_本文_:
それよりも何よりもこれらが同じくくりのイベントだと筆者が位置づけたのは双方のイベントから感じられる「雰囲気」だ。出展されているゲームやサービスには「荒削りな部分」がありながらもそれを最高にクールにかつホットに魅せることを実現しているからだ。
これらのイベントをみやこメッセへと誘(いざな)った行政マンがいる。京都府商工労働観光部ものづくり振興課の足利健淳課長だ。今回、その足利課長が、いかなる経緯でこれらのイベントを助成、誘致するきっかけを生み出したのかについて聞いた。「IVS」関連については、足利課長に加え、同じくものづくり振興課の中原真里係長兼課長補佐(スタートアップ支援係長兼課長補佐兼任)からも話を伺った。

_提供資料_:
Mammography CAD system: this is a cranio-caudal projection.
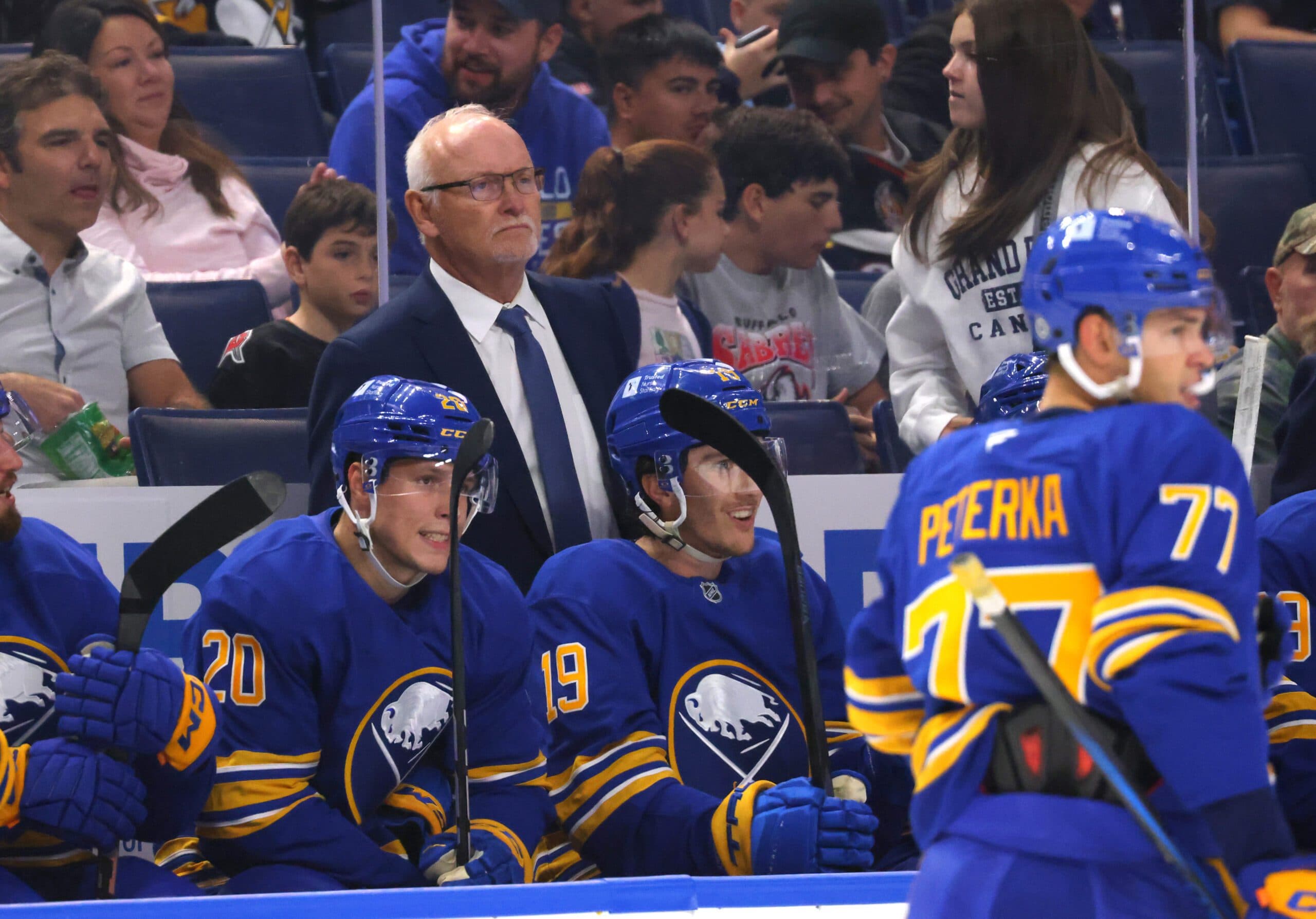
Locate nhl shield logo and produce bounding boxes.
[667,659,808,794]
[0,636,67,746]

_課題_:
[1] 本文でかぎかっこ「」に囲まれている語句は何ですか。すべて挙げてください。
[2] 本文のうち、「これらのイベントをみやこメッ」から始まり「補佐兼任)からも話を伺った。」で終わる部分を、一字も変えずに写して返してもらえますか。
資料は使わなくてもかまいません。

_課題別の解答_:
[1] 雰囲気、荒削りな部分、IVS

[2]
これらのイベントをみやこメッセへと誘(いざな)った行政マンがいる。京都府商工労働観光部ものづくり振興課の足利健淳課長だ。今回、その足利課長が、いかなる経緯でこれらのイベントを助成、誘致するきっかけを生み出したのかについて聞いた。「IVS」関連については、足利課長に加え、同じくものづくり振興課の中原真里係長兼課長補佐(スタートアップ支援係長兼課長補佐兼任)からも話を伺った。